Exercises —
1. The blog post on Michigan Rule of Evidence 611(b) quotes the new rule. Explain why the rule says the court must exercise reasonable control over the appearance of parties and witnesses. Answer in one to three sentences.
2. In the blog post on Michigan's new evidence rule, by what vote did the Supreme Court of Michigan adopt the amendment?
3. Continue the blog post on Michigan Rule of Evidence 611(b) from the end of the quoted rule.

Thursday, June 18, 2009

What Not To Wear, Religious Edition: Supreme Court of Michigan Adopts Rule Allowing Judges to Exercise "Reasonable Control Over the Appearance of Parties and Witnesses" Based Upon Niqab Case

Yesterday, by a 5-2 vote, the Supreme Court of Michigan adopted an amendment to Michigan Rule of Evidence 611. This amendment created Michigan Rule of Evidence 611(b), which provides as follows:

(b) Appearance of Parties and Witnesses. The court shall exercise reasonable control over the appearance of parties and witnesses so as to (1) ensure that the demeanor of such persons may be observed and assessed by the fact-finder, and (2) to ensure the accurate identification of such persons.

Recorded information —
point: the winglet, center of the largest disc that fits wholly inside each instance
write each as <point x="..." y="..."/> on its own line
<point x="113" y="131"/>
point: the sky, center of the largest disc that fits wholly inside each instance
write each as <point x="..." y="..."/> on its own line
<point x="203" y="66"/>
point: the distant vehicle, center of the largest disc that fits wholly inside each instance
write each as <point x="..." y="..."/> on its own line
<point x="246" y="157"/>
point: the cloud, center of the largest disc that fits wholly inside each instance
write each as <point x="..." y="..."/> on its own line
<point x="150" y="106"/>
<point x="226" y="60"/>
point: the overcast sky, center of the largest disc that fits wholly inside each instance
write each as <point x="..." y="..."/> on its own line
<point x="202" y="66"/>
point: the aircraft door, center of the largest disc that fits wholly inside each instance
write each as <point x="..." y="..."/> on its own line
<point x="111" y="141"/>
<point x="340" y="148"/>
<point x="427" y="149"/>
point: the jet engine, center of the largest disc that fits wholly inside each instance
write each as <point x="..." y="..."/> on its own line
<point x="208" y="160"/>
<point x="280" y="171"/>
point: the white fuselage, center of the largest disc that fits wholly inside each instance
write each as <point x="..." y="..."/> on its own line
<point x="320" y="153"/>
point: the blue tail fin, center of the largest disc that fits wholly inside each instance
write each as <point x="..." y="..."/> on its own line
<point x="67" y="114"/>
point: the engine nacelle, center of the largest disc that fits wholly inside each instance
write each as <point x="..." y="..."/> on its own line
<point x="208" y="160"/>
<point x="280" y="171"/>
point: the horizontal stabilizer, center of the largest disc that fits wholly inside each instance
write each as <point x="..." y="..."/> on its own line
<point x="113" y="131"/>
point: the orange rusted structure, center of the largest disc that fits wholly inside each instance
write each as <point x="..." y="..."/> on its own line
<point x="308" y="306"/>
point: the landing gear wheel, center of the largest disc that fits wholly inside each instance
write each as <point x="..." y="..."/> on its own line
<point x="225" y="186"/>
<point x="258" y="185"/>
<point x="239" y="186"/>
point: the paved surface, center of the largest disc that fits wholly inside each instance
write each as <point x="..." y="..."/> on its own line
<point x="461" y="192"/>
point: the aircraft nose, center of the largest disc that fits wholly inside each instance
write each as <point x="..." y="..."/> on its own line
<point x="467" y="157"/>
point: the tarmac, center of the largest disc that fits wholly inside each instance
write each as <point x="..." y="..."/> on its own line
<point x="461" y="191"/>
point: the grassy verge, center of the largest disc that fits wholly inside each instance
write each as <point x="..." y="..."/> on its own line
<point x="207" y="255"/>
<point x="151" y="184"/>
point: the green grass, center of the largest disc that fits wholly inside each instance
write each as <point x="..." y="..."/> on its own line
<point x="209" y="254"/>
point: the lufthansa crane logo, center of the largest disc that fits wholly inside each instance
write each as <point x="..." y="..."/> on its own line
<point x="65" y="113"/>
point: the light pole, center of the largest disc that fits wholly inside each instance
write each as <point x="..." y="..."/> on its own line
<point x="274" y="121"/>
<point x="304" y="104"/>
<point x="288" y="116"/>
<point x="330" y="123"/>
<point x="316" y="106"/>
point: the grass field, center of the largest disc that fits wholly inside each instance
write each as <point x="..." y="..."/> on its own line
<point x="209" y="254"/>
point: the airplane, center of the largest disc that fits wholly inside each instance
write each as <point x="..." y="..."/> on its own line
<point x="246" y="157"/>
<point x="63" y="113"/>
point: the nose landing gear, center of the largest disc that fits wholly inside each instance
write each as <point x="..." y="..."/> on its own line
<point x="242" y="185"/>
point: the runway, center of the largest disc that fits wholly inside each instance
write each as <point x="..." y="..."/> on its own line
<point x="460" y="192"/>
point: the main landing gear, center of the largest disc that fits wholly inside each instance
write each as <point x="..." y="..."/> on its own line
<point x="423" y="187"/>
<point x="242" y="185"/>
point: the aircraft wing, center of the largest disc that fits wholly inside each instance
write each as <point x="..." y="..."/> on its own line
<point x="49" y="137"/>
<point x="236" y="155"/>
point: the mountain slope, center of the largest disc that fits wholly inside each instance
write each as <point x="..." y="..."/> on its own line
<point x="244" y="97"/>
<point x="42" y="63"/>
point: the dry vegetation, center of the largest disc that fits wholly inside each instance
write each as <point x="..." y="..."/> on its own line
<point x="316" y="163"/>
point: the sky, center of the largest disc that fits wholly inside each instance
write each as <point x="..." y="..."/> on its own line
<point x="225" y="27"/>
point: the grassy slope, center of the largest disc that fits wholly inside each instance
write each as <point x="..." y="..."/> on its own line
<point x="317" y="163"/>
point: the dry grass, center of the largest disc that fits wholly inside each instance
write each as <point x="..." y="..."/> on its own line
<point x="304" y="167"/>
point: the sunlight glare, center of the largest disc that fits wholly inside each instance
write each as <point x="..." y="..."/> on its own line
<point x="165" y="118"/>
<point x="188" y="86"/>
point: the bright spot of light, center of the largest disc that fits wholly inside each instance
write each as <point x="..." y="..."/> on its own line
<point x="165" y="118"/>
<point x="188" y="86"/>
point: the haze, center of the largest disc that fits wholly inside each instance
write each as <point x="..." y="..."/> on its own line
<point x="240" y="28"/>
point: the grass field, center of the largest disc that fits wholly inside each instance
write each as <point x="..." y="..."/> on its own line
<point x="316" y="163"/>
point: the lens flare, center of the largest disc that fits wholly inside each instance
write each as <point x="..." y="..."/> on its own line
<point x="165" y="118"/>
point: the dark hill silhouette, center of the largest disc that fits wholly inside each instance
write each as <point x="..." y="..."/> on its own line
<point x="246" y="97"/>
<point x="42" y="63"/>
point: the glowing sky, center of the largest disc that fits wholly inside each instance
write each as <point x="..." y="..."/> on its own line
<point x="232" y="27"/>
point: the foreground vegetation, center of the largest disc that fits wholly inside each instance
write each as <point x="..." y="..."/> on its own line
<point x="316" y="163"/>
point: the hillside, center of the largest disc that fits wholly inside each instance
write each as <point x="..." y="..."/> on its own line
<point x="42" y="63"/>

Solved problems —
1. The rule gives two purposes for the court's control. The first is so the fact-finder can observe and assess the demeanor of parties and witnesses. The second is so those persons can be accurately identified.

2. By a 5-2 vote.

3.
The amendment was crafted in response to a lawsuit brought by Muslim woman Ginnah Muhammad. Muhammad had gone to court to contest a $3,000 charge from a rental company to repair a vehicle that she said thieves had broken into. When Muhammad appeared in court, District Judge Paul Paruk ordered her to remove her niqab, or face covering, but she refused, ostensibly because "[s]ome Muslim leaders interpret the Quran to require that women wear a headscarf, veil or burqa in the presence of a man who is not their husband or close relative."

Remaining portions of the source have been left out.